**TASK DIRECTIONS:**
Restate exactly the lines that run from the start of the records below to the line containing "[[127, 138], [48, 69], [31, 184]]", counting both ends, and nothing else; pictures stay out.
[Opening MATERIAL SUPPLIED section]
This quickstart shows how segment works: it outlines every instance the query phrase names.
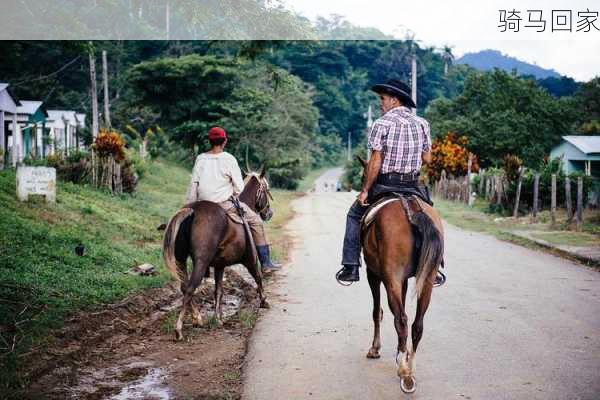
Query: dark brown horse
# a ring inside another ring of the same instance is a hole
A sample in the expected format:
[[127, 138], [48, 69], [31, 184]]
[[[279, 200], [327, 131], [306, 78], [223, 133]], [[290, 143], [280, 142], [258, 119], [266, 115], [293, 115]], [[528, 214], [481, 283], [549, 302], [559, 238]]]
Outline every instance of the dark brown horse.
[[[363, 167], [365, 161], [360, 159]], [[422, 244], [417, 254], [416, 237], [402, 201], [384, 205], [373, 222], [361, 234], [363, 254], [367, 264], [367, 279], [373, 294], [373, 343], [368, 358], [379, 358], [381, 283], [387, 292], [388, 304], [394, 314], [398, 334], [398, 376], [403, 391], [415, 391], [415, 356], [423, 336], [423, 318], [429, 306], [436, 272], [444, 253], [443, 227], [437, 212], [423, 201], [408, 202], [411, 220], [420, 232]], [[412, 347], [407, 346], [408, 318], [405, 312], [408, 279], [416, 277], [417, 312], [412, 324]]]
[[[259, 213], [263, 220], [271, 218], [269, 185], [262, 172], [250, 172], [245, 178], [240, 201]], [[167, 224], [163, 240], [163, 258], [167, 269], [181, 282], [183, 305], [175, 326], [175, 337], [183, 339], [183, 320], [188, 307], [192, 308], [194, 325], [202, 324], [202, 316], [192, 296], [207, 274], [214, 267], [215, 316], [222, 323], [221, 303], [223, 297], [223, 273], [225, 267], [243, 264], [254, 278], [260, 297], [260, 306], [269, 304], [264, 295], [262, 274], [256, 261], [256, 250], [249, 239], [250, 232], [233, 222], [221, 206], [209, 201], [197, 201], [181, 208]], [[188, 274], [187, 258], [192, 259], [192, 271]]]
[Closing MATERIAL SUPPLIED section]
**ANSWER TO THE PROBLEM:**
This quickstart shows how segment works: it outlines every instance the query phrase names.
Query: dark brown horse
# a ring inside another ring of the same instance is a hole
A sample in the expected format:
[[127, 138], [48, 69], [31, 184]]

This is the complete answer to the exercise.